> _RECORDS PROVIDED_
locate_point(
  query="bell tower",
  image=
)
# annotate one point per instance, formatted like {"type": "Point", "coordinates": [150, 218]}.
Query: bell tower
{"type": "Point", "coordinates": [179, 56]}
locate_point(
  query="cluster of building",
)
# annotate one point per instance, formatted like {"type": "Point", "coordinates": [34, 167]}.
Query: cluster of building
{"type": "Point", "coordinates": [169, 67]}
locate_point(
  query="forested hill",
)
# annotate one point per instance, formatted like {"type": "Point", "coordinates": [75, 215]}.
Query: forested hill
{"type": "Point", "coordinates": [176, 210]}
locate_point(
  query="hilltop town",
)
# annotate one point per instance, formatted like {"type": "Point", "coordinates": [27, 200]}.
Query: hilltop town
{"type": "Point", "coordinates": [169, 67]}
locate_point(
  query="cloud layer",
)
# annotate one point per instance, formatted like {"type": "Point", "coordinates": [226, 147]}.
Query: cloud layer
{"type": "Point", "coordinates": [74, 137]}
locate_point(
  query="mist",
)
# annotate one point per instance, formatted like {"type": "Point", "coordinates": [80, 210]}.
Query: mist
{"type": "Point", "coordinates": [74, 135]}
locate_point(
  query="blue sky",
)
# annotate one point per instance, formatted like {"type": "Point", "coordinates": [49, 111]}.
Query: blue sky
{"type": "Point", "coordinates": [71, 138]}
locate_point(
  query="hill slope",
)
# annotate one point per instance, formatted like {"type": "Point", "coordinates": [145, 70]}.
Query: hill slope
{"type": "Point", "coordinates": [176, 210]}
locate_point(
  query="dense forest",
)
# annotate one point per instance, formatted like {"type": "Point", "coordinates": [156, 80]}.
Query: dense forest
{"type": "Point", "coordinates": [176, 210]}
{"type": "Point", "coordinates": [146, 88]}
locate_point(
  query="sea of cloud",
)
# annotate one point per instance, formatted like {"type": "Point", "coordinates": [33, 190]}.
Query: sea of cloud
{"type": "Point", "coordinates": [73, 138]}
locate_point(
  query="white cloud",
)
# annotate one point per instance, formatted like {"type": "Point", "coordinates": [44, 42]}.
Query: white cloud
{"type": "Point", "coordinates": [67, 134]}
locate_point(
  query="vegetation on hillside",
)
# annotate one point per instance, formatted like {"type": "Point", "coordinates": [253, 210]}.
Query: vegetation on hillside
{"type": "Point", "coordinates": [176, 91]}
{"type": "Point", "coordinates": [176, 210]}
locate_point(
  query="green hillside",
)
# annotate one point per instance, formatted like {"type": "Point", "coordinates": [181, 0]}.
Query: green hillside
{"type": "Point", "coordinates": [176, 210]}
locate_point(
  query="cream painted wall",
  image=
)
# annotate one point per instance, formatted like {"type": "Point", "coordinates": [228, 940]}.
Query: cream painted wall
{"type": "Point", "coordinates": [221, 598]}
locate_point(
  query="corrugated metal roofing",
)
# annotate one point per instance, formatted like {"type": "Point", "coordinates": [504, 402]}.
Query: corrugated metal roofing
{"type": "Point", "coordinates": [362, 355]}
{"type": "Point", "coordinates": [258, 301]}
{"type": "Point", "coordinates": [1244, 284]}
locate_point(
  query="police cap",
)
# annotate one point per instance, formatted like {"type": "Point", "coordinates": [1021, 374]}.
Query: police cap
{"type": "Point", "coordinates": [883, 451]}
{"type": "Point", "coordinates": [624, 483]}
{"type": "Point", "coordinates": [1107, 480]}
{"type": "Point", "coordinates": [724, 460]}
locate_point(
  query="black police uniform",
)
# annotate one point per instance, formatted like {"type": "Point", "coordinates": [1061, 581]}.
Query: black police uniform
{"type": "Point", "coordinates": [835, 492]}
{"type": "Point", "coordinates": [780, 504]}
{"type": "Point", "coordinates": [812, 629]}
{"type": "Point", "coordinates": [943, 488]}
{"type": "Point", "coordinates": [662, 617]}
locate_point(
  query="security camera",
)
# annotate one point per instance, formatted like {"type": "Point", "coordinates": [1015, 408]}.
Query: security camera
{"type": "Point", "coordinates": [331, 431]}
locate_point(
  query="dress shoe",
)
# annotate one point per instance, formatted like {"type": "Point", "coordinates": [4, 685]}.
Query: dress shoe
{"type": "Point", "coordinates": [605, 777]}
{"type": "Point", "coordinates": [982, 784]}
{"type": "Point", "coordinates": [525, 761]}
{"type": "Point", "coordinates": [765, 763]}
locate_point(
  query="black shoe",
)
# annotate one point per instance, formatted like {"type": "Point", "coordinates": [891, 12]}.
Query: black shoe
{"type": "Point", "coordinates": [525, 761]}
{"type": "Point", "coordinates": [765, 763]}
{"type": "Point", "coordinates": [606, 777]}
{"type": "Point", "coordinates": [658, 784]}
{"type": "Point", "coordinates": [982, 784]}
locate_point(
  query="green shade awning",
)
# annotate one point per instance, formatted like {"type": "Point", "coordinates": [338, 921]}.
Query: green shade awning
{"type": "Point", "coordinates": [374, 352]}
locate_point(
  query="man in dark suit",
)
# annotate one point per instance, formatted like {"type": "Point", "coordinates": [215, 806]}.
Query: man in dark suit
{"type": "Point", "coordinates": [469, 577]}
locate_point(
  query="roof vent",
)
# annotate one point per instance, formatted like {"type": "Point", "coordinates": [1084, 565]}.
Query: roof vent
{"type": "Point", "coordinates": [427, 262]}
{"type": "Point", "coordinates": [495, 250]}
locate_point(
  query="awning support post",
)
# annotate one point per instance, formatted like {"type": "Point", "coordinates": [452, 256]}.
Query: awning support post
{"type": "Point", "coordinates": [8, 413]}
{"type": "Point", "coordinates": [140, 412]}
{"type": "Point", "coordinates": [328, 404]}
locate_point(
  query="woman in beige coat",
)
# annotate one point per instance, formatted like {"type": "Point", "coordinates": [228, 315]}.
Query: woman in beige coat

> _TASK DETAILS_
If a line in the records above contains "beige", copy that line.

> _ANSWER TO THE PROBLEM_
  query="woman in beige coat",
Query: woman in beige coat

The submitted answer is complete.